» Stated problem
Write out the material again exactly, please, and omit the pictures.

Object location annotation data
|---|

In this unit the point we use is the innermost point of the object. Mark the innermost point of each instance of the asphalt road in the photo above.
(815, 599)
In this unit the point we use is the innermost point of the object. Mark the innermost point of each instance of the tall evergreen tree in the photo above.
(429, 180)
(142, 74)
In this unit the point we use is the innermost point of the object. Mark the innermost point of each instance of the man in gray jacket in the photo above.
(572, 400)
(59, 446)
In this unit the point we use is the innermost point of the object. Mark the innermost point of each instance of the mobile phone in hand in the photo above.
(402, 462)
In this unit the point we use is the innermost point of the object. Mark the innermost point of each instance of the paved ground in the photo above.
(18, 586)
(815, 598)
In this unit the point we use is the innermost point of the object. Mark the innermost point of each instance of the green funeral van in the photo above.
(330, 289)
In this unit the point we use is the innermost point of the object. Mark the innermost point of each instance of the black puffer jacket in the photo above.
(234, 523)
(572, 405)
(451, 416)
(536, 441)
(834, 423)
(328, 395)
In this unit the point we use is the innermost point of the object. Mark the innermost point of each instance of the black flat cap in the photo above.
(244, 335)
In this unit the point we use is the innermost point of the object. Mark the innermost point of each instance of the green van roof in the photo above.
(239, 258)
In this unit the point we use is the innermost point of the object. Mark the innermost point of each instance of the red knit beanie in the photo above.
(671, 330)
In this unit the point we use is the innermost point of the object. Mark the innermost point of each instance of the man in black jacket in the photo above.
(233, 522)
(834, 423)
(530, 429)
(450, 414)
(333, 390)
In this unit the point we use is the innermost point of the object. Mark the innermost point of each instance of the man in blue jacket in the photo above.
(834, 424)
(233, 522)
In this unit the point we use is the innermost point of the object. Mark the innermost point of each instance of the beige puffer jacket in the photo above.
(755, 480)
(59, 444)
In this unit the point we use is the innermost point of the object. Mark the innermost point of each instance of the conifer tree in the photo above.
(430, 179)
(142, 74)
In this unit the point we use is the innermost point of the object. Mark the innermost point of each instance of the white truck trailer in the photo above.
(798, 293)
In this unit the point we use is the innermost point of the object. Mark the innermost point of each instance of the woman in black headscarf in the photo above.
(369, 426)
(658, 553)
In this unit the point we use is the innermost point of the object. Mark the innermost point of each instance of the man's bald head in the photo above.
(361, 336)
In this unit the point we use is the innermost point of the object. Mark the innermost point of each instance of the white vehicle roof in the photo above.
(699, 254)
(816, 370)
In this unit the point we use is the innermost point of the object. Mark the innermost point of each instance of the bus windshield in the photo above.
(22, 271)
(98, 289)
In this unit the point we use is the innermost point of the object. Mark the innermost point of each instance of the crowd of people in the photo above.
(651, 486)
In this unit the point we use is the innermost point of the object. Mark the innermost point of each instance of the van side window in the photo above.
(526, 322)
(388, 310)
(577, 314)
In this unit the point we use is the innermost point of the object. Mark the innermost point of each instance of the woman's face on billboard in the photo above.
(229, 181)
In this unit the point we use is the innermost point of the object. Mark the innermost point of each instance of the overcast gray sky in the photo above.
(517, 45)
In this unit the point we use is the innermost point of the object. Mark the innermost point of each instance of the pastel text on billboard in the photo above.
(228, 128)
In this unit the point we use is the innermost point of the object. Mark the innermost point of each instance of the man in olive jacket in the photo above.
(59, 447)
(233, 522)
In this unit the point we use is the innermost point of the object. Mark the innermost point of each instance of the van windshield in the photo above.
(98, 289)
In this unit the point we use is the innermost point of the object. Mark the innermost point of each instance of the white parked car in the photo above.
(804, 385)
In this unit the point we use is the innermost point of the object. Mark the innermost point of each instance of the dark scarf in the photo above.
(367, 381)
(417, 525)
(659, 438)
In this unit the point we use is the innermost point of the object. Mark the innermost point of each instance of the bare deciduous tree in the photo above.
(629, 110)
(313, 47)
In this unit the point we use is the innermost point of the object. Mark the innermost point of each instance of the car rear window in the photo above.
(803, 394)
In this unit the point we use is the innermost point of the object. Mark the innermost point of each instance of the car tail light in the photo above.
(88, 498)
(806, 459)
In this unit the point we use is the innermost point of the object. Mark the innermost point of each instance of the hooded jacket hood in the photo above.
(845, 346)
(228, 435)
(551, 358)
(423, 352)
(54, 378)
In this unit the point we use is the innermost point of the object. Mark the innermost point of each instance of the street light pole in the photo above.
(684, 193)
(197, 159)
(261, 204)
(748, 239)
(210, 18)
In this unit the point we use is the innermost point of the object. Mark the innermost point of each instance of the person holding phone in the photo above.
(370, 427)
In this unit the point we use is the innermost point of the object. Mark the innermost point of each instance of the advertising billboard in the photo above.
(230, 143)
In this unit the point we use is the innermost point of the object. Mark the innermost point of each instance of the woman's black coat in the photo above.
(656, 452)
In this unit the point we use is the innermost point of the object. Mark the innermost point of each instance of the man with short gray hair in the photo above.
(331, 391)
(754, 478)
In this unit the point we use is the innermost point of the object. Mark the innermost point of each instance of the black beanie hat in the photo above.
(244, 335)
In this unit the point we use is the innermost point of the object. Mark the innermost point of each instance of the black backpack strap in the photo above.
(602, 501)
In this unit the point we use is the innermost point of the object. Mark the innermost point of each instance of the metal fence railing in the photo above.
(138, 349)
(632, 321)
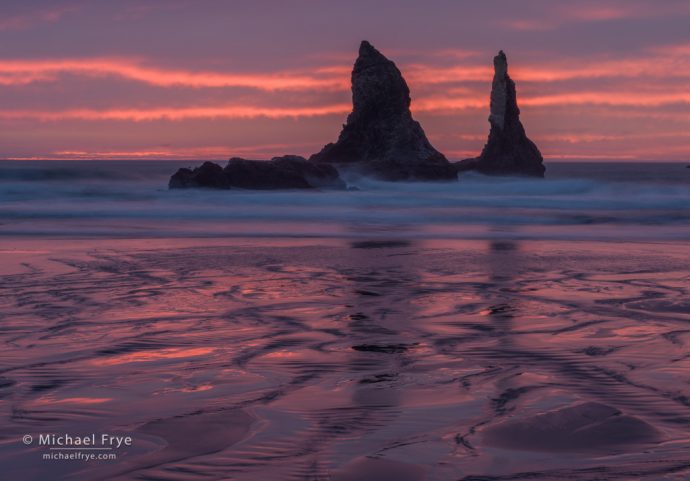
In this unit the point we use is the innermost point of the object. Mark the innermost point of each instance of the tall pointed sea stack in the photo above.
(380, 137)
(508, 150)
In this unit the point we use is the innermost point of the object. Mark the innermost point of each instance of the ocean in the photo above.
(131, 198)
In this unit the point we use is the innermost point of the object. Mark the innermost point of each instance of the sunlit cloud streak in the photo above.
(28, 71)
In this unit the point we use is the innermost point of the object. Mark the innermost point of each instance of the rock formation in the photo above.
(508, 150)
(287, 172)
(380, 137)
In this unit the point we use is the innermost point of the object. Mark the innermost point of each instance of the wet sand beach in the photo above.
(349, 359)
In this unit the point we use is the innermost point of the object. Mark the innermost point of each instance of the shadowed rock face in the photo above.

|---|

» Result
In this unit the point we use is the innermost point of the object. Mark the innermost point of each instance of the asphalt road in the photo above.
(815, 599)
In this unit the point we use is the innermost point of the object. Mark the innermost point of each instance of the tall evergreen tree in the photo above.
(429, 180)
(142, 74)
In this unit the point we use is the innermost point of the object. Mark the innermost point of each instance of the man in gray jacket in the photo above.
(572, 400)
(59, 446)
In this unit the point we use is the innermost point of the object. Mark the innermost point of each instance of the mobile phone in hand in the photo above.
(402, 462)
In this unit the point we use is the innermost point of the object. Mark the innermost point of each instance of the paved ground in the photo above.
(18, 586)
(815, 598)
In this unit the point we use is the innermost point of the object. Mark the innermost point of each instance of the green funeral van in the photo above.
(330, 289)
In this unit the point we use is the innermost point of the object. Mark the innermost point of each instance of the black puffer jacket in the photo above.
(234, 523)
(572, 405)
(451, 416)
(536, 441)
(834, 423)
(328, 395)
In this unit the point we use is the innermost point of the object. Mark the innermost point of each instance of the black flat cap in the photo above.
(244, 335)
In this unit the point we use is the innermost point of the object. Mark the innermost point of each instance of the green van roof in the photo above.
(239, 258)
In this unit the point we use is the innermost point of the object. Mark the innermost point of each instance of the red knit beanie in the photo above.
(671, 330)
In this unit the point we use is the innermost point of the object. Mark the innermost point of each instance of the man in black jacket in the photo above.
(233, 522)
(834, 423)
(530, 429)
(450, 414)
(333, 390)
In this unit the point we use is the innermost point of the object. Mark the innermost point of each instance of the man in blue jacket in the photo above.
(834, 424)
(233, 522)
In this unit the point we use is the innermost point of the object. Mark the innermost point of each instance of the beige puffer jacket in the photo above.
(755, 480)
(59, 444)
In this unit the point we use is the innermost point of the object. Mark the innermost point of each instance of the conifer tree in the photo above.
(430, 179)
(142, 74)
In this unit the point we use is the innermost point of the object. Mark the innermost point of each instance of the white truck trailer in the photo above.
(798, 293)
In this unit the point we use is the innermost point of the object. Mark the innermost point of each instance of the woman in black headscarf in the photo above.
(369, 426)
(658, 553)
In this unit the point we use is the innermost point of the object. Mark the innermost point of each instance of the man's bald head in the photo above.
(361, 336)
In this unit the point we use is the innermost point of the object. Mark the innermost point of each instance of the white vehicle roof in the photo above.
(699, 254)
(816, 370)
In this unit the point we use is the innermost point of the object. Mark the innermost point of each instance of the bus windshield in the photo above.
(22, 271)
(98, 289)
In this unit the point we use is the innermost point of the object. Mark the innermost point of each instance of the crowd of people in the photo above.
(651, 486)
In this unit the point we use is the innermost point of the object. Mark the innermost point of each instance of the van side window in the photo above.
(526, 322)
(388, 310)
(577, 314)
In this unit the point we use is the innermost point of the object. Mark the innermost point of each instance of the woman's face on billboard in the photo above.
(229, 181)
In this unit the point we use is the innermost point of the object. Mark the innermost point of each instance of the overcast gray sky in the photo above.
(517, 45)
In this unit the point we use is the innermost point of the object. Mark the innermost point of each instance of the pastel text on billboard in the photo above.
(228, 128)
In this unit the point we use is the innermost point of the object. Mark the innermost point of each instance of the man in olive jacket in the photo above.
(59, 447)
(233, 522)
In this unit the point we use is the innermost point of the object. Mark the innermost point of each instance of the van windshield in the photo above.
(98, 289)
In this unit the point we use is the innermost point of the object. Mark the innermost point of each instance of the white parked car in the photo above.
(804, 385)
In this unit the point we use is the innermost point of the object. Mark the innermost point of each instance of the dark scarf in the photo above.
(367, 381)
(417, 525)
(659, 438)
In this unit the point we use is the innermost point of the object. Mark the innermost point of each instance of the bare deciduous tree in the photo above.
(629, 110)
(313, 47)
In this unit the point we use is the innermost point of the object. Mark the innermost point of each instance of the car rear window in the photo above.
(803, 394)
In this unit the point we use is the innermost point of the object. Mark the innermost point of each instance of the car tail light in the photo above.
(88, 498)
(806, 459)
In this unit the point we use is the innermost point of the object. Mark the innermost point of each instance of the hooded jacket hood in the photo above.
(845, 346)
(228, 435)
(551, 358)
(423, 352)
(54, 378)
In this unit the point we use is the innermost point of the object. Mark the innermost point of each instance of the street light pole in the photo above.
(684, 193)
(197, 159)
(261, 204)
(748, 239)
(210, 18)
In this unit the point we use is the innermost point of the object. Mark the innermost point of each instance of the person holding phone in the photo above.
(370, 427)
In this unit the point we use is the innermost point of the object. Mark the innermost point of each instance of the advertising billboard in the photo above.
(230, 143)
In this unit the point we use is the innermost point of the object. Mark the innermost point of each instance of the woman's black coat in the photo above.
(656, 452)
In this unit the point we use is the innermost point of the object. Mark the innermost point of each instance of the man with short gray hair in the photo above.
(331, 391)
(754, 478)
In this unit the point we use is the innermost point of the object. Mark the innermost point of each instance of the black beanie hat in the photo above.
(244, 335)
In this unit the point we use is the innermost point of the object. Mark the innermost point of each instance of the black backpack strap in the photo above.
(602, 501)
In this unit the point we use is the innermost point of the object. Mark the innermost point of each instance of the metal fence railing in the photo above.
(138, 349)
(632, 321)
In this unit the point we use is the innermost point of the object. Mark the innermost point of each instance of the tall pointed sea stack in the photo above.
(380, 137)
(508, 150)
In this unit the point we use is the innermost point of the object. Mark the innermost point of each instance of the ocean in the photo above.
(131, 198)
In this unit the point we use is the innermost point of the object. Mark the innermost point of each instance of the sunlit cloud streak in the photo above.
(28, 71)
In this unit the point we use is the innermost point of the object. Mark the innermost point of each instance of the rock formation in the photo above.
(508, 150)
(287, 172)
(380, 137)
In this unit the point we use is the innermost point of the object. Mark the innermost point of each instance of the wet sand beach in the photo above.
(349, 359)
In this unit the point we use is the innermost point of the object. Mark the innermost point of each instance of the shadowed rock face in the photo above.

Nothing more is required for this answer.